### Goal of the exercise
Locate each line in the records that contains the string "snow", and copy every such line in full. The match is case-sensitive.

### Dataset
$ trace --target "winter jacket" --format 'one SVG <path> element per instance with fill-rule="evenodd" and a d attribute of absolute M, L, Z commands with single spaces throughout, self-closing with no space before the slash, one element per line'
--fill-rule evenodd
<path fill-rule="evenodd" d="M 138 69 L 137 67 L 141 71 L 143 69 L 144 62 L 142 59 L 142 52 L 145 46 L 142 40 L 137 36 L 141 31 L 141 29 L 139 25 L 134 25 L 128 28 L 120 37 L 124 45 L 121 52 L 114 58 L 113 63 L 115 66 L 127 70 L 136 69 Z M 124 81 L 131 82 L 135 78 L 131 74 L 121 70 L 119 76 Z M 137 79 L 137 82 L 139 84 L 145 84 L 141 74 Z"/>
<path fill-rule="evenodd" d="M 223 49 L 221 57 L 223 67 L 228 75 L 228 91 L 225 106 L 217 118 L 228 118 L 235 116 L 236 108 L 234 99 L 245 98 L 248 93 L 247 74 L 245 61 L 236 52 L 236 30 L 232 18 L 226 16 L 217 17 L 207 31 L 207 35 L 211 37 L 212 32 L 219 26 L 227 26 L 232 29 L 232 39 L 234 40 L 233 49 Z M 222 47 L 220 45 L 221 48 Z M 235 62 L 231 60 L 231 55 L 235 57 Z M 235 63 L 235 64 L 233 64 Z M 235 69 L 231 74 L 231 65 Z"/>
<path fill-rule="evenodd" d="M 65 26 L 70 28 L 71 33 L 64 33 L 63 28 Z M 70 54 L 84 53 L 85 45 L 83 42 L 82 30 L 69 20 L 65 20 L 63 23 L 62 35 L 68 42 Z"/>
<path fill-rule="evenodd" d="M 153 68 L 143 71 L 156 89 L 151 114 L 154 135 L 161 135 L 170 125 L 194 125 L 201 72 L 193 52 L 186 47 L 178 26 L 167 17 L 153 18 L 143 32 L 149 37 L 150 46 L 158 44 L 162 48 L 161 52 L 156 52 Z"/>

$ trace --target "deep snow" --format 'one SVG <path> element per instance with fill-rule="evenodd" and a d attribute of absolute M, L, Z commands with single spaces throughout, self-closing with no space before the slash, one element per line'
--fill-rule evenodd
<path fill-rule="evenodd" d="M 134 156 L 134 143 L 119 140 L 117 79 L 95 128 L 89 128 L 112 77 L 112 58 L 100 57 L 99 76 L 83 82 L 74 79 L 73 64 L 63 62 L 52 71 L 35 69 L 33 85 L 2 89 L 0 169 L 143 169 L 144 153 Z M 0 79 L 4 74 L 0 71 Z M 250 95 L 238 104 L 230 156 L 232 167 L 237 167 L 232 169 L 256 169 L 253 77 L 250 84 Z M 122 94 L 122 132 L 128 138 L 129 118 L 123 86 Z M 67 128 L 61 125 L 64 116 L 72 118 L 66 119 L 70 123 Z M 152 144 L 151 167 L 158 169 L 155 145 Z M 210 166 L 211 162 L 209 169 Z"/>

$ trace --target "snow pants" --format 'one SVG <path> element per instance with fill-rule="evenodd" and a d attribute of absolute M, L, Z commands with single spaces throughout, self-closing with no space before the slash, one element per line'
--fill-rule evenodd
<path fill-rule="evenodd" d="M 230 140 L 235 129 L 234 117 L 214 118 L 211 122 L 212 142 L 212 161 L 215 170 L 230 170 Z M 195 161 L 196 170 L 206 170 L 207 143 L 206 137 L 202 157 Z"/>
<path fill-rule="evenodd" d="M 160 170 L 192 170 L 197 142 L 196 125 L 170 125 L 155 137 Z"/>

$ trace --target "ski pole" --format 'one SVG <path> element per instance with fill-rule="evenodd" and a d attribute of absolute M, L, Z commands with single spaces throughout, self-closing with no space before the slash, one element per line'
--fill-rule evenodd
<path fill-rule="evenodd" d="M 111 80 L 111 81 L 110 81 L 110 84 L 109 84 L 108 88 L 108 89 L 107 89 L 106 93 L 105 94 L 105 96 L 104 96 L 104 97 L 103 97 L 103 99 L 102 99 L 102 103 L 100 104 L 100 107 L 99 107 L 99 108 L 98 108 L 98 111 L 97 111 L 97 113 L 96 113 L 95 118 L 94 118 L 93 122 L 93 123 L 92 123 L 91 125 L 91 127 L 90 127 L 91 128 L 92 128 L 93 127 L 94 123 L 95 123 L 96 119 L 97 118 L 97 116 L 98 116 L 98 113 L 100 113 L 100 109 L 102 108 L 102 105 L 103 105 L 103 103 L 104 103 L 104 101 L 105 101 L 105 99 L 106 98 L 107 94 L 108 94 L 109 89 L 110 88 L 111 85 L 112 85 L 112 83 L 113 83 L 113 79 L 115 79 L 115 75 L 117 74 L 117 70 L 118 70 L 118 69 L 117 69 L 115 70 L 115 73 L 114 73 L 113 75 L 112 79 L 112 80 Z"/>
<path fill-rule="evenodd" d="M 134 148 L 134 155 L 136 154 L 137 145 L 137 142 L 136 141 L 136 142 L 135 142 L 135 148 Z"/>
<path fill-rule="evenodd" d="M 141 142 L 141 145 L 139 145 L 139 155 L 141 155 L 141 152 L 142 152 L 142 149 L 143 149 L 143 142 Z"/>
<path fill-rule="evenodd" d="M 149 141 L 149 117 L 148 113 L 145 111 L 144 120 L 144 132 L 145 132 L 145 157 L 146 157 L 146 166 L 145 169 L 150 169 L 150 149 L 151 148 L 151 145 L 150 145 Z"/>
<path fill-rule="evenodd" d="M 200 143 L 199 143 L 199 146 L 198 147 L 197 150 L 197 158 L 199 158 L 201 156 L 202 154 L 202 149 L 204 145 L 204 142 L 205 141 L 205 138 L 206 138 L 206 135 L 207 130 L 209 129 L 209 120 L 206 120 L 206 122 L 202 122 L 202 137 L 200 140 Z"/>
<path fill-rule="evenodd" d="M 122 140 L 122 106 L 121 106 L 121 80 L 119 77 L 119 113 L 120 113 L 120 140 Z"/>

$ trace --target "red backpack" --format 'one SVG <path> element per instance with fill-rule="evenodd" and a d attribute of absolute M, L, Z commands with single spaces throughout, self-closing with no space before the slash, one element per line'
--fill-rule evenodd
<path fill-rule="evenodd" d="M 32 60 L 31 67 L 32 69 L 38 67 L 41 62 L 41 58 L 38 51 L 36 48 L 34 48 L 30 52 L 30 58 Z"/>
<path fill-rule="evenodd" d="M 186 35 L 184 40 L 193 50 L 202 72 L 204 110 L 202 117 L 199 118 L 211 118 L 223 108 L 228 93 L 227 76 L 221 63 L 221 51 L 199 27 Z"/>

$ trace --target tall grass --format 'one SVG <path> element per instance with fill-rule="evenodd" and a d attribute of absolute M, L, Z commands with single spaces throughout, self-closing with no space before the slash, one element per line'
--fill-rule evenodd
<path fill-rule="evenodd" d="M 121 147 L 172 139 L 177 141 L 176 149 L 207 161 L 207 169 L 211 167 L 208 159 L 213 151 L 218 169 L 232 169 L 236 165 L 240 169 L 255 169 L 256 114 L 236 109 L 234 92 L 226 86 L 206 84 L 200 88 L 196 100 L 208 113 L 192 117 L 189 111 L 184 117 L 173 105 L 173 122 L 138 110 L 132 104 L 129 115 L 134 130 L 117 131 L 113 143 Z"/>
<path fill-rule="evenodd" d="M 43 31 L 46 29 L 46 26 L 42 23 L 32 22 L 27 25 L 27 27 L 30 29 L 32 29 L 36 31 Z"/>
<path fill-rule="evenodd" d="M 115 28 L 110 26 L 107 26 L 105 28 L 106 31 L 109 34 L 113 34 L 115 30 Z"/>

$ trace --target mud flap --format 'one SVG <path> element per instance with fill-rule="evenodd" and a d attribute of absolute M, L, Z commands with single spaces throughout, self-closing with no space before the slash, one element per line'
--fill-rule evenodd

### Exercise output
$ trace --target "deep snow" --format 'one SVG <path> element per instance with fill-rule="evenodd" and a d attribute of absolute M, L, Z commands with single spaces throughout, self-closing with no space before the slash, one element per line'
$ trace --target "snow pants" --format 'one SVG <path> element per instance with fill-rule="evenodd" and a d attribute of absolute M, L, Z commands with single spaces throughout, self-closing with no space before the slash, one element per line'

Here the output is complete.